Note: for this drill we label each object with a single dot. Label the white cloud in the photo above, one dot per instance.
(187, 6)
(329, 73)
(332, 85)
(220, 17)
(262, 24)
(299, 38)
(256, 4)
·····
Copy the data above line for line, without changing anything.

**Expected output**
Note: for this drill we label each object with a single dot. Label the white cloud in the photo above, one dot per instance.
(187, 6)
(329, 73)
(332, 85)
(220, 17)
(262, 24)
(299, 38)
(256, 4)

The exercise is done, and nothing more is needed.